▶ Records provided:
——————————
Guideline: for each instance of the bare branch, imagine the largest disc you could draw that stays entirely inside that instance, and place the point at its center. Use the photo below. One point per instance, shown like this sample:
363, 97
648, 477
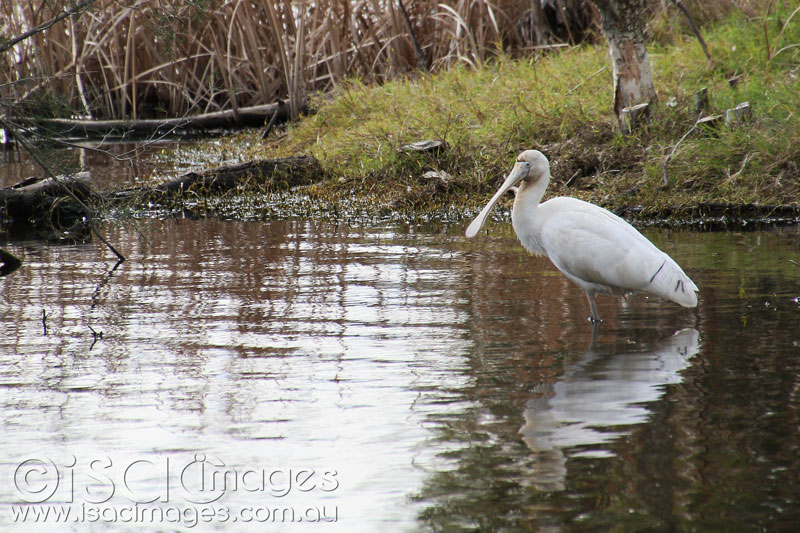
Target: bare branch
42, 27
——————————
▶ What needs to be done:
Could you give the material above again, exactly and without its pictures?

▶ Response below:
Guideline: for each instance of the bare branch, imagine the largest disc you could draw that stays entirely inside that instance, and place the point at its center. Use the photo below. One point per instance, shown like this sample:
363, 97
648, 477
Target: bare branch
42, 27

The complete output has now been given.